Problem to solve: Lay out the material from the line with "holding umbrella in the photo above." through the end as a two-column CSV with the headers request and answer, one row per request. Put each value in a quoted field and replace any line breaks with spaces.

Excerpts from a point labeling dataset
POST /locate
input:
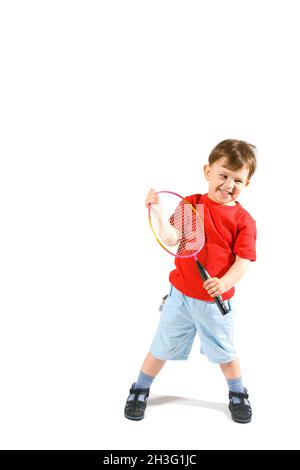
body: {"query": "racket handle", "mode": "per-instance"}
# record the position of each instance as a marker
(218, 299)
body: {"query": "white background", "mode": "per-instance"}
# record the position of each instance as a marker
(101, 100)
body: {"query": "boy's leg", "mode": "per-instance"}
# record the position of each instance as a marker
(239, 405)
(137, 401)
(152, 365)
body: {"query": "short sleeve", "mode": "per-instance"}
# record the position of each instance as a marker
(245, 243)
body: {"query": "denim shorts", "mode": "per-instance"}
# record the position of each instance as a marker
(182, 317)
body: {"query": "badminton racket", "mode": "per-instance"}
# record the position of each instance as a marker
(178, 228)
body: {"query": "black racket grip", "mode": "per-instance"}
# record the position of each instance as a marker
(218, 299)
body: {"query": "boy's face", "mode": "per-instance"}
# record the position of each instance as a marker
(225, 185)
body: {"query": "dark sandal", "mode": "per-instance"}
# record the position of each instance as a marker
(240, 412)
(135, 409)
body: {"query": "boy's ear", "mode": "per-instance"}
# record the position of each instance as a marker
(206, 169)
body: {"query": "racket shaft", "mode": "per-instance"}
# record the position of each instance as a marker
(218, 299)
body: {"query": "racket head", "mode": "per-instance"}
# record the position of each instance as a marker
(177, 225)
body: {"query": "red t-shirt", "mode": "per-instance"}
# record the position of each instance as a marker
(229, 231)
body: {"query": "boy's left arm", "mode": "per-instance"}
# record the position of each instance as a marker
(216, 286)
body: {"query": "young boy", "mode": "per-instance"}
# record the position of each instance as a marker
(228, 250)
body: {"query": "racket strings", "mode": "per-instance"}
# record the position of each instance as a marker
(178, 229)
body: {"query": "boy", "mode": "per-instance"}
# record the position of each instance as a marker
(227, 253)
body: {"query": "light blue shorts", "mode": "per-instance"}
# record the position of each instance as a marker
(182, 317)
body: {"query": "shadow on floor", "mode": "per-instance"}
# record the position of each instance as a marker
(165, 400)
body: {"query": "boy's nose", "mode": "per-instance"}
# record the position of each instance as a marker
(229, 183)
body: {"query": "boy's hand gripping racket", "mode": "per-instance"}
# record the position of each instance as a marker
(178, 228)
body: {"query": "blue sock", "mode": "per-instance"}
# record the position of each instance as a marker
(236, 385)
(143, 381)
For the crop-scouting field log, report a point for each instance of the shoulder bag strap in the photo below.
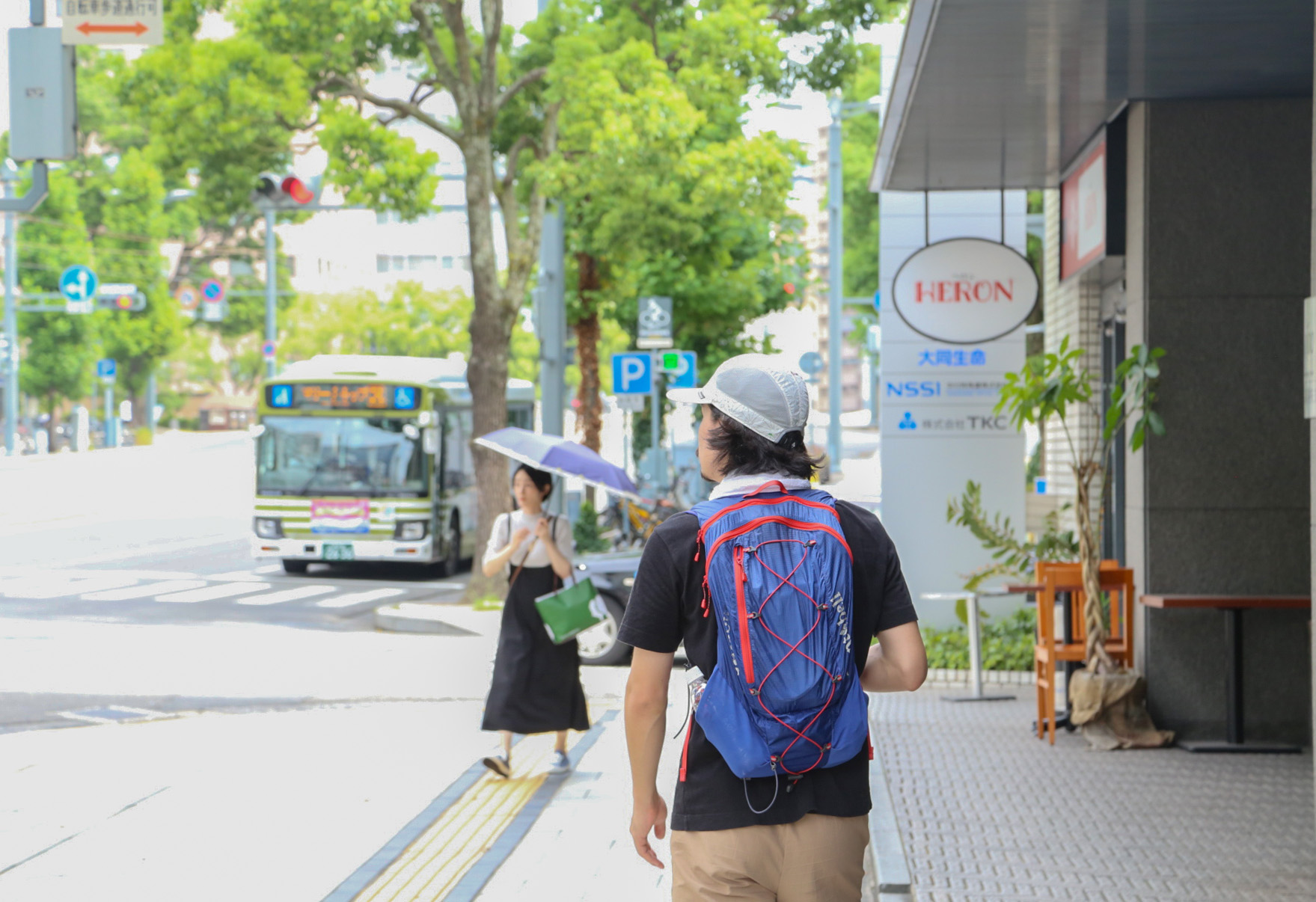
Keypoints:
(524, 558)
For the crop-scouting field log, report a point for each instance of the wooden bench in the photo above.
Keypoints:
(1234, 607)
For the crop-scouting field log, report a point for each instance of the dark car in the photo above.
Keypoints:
(612, 574)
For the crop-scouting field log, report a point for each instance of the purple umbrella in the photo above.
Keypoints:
(562, 456)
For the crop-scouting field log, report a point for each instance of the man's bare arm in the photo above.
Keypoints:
(646, 720)
(898, 663)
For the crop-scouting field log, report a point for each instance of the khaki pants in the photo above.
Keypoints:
(816, 859)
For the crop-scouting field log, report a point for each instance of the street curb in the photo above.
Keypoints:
(889, 856)
(404, 617)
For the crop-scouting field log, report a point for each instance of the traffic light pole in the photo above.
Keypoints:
(833, 307)
(10, 319)
(272, 291)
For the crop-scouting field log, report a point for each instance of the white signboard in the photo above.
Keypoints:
(965, 291)
(114, 22)
(952, 315)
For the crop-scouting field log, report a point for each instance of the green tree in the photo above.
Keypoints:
(497, 114)
(662, 192)
(409, 322)
(1052, 385)
(128, 248)
(57, 349)
(858, 138)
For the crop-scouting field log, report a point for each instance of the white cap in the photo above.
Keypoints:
(761, 392)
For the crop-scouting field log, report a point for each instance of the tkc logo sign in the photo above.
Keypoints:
(632, 374)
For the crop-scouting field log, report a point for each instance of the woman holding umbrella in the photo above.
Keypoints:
(536, 683)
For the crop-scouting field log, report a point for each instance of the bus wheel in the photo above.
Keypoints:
(453, 554)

Result of the task:
request,answer
"For the crop-scouting field log, report a point for each instance of the woman holding umbrella in the photo above. Keypoints:","(536, 683)"
"For the crop-scouting field log, report a point for each instance of the bus wheel in the photo above. Keypoints:","(453, 554)"